Stated goal
Print the listing below exactly.

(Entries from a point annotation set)
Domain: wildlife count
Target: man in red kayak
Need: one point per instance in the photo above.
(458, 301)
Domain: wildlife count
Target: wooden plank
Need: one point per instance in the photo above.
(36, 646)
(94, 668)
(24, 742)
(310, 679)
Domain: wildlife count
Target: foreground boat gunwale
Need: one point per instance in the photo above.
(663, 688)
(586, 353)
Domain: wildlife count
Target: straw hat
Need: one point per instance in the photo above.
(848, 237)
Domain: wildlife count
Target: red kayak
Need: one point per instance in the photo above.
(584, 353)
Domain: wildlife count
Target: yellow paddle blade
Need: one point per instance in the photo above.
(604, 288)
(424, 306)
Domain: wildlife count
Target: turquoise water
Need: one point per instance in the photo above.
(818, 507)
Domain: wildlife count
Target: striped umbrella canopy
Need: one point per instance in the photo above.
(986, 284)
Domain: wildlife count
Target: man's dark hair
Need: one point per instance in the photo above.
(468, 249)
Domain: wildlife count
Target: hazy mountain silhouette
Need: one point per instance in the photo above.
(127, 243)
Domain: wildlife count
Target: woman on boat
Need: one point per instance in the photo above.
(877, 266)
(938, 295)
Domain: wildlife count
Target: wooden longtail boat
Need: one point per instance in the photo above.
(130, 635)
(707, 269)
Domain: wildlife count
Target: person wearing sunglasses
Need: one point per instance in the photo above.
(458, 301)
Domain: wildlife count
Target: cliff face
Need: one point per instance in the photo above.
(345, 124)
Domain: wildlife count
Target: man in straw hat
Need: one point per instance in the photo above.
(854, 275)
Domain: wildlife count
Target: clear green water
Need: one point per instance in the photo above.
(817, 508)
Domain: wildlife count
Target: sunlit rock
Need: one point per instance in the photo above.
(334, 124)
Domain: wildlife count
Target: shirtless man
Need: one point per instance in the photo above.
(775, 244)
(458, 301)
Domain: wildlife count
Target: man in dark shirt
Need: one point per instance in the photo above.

Expected output
Domain: wildlife count
Target: man in red kayak
Need: one point per instance in the photo above.
(458, 301)
Domain: wildlife count
Target: wooden plank
Need: one point per instance in the photo above.
(36, 646)
(94, 668)
(24, 742)
(310, 679)
Domain: wildlife count
Target: foreground boat gunwale
Need: one point per instance in the photo above.
(663, 688)
(586, 353)
Domain: wildlife count
Target: straw hat
Need: one point per instance in the photo above.
(848, 237)
Domain: wildlife count
Target: red kayak
Need: one point per instance in the photo above.
(584, 353)
Domain: wildlife count
Target: yellow paddle blade
Need: one point per instance in the photo above.
(604, 288)
(424, 306)
Domain: wildlife count
Target: turquoise water
Need: one point per instance in the photo above.
(818, 507)
Domain: wildlife count
Target: striped umbrella canopy
Need: one point per instance in the photo above.
(986, 284)
Domain: wildlife count
Target: man's dark hair
Need: one point per instance in the photo above.
(468, 249)
Domain: wildlife count
Target: hazy mountain silhouette
Need: one point per instance in the photo above.
(127, 243)
Domain: wildlife count
Target: woman on boat
Need: one point per instance in the photo above.
(877, 266)
(938, 295)
Domain: wildlife count
Target: wooden longtail boat
Need: one point per instance in the photo above.
(130, 635)
(707, 269)
Domain: wildlife count
Target: person wearing sunglasses
Need: one point per instance in the photo above.
(458, 301)
Domain: wildlife count
Target: cliff face
Need: one point per instance in the photo above.
(345, 124)
Domain: wildlife count
Target: man in straw hat
Need: one point per instance in the photo above.
(854, 275)
Domain: wildlife count
Target: clear green water
Need: one point per instance in the photo above.
(817, 508)
Domain: wildlife count
Target: sunlit rock
Need: one point per instance in the photo above.
(334, 124)
Domain: wildlife count
Target: shirtless man
Need: one point per instance in the photo above.
(775, 244)
(458, 301)
Domain: wildlife count
Target: man in dark shirt
Need: one point per instance in the photo above.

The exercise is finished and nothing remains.